Exercise tasks:
a) According to the Ellora Roychoudhury profile, to which institution were her eyes donated after her death?
b) List every organization or institution mentioned by name in the Ellora Roychoudhury profile.
c) Condense the paragraph of the Ellora Roychoudhury profile that begins "Ellora Roychoudhury died on 15 May 2003" into a shorter version that keeps its main facts.

Text excerpt:

╔══

Indian social worker and activist

Ellora Roychoudhury (Assamese: ইলোৰা ৰায়চৌধুৰী; 1 April 1969 – 15 May 2003) was an Indian social worker, activist, and the first woman from Northeast India to posthumously donate her eyes and body. In her memory, the organization Ellora Vigyan Mancha was established to promote scientific temper and combat superstition and blind beliefs.

== Early life and education ==
Ellora Roychoudhury was born on 1 April 1969 at Mangaldoi, Darrang district, Assam to Hemanta Roychoudhury, a descendant of Ambikagiri Roychoudhury and Bina Roychoudhury. Her family had a strong legacy of social and cultural contributions.

== Activism ==
Ellora Roychoudhury was involved in progressive and democratic student movements from her school days. During the Assam Agitation (1979–1985), she faced numerous challenges and persecution from extremist nationalist and separatist groups. In 1985, she became a member of the Communist Party of India (Marxist) and later joined the All India Democratic Women's Association after her marriage.

She played a pivotal role in promoting women's literacy and empowerment. In Guwahati's Hedayetpur area, she established a literacy center and tirelessly worked to educate underprivileged women. Ellora was also an active member and leader of the Assam State Employees' Federation.

== Death and legacy ==

First page of Last will signed by Ellora Roychoudhury two months before her death, pledging her body for medical research.

Ellora Roychoudhury died on 15 May 2003 at the age of 34 after battling cancer. Her decision to donate her eyes and body posthumously became a groundbreaking act in Assam and the Northeast, where such practices were relatively uncommon. Inspired by an article she read about posthumous body and organ donation, Ellora signed her last will on 17 March 2003, donating her body to the Gauhati Medical College for medical research. Hours after her death, her eyes were donated to the Sankaradeva Netralaya in Guwahati, with the consent of her husband, Isfaqur Rahman.

╚══

Dataset entries:
╔══

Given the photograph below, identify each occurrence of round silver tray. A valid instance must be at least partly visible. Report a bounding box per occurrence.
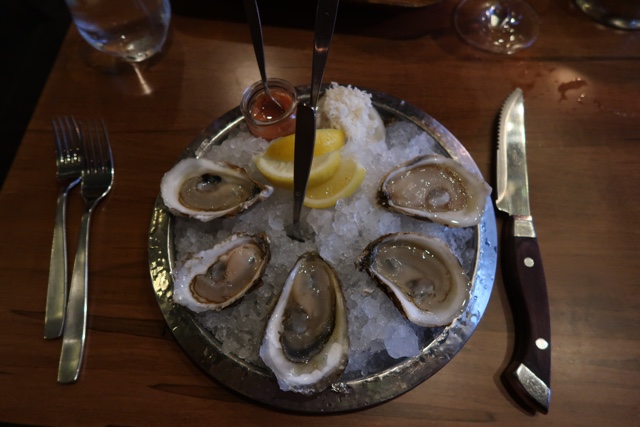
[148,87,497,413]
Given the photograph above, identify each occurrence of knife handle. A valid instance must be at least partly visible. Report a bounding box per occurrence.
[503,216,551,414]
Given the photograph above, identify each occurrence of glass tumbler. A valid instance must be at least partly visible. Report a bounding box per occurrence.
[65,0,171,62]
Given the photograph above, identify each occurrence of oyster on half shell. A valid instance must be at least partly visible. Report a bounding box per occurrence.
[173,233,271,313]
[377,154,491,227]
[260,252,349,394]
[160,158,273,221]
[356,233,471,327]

╚══

Expected outputs:
a) The Sankaradeva Netralaya in Guwahati.

b)
- Ellora Vigyan Mancha
- Communist Party of India (Marxist)
- All India Democratic Women's Association
- Assam State Employees' Federation
- Gauhati Medical College
- Sankaradeva Netralaya

c) Ellora Roychoudhury died of cancer on 15 May 2003, aged 34. An article on posthumous donation inspired her to sign a will on 17 March 2003 leaving her body to Gauhati Medical College for research. With her husband Isfaqur Rahman's consent, her eyes went to the Sankaradeva Netralaya in Guwahati hours after her death. In Assam and the Northeast, where such donations were uncommon, this was a groundbreaking act.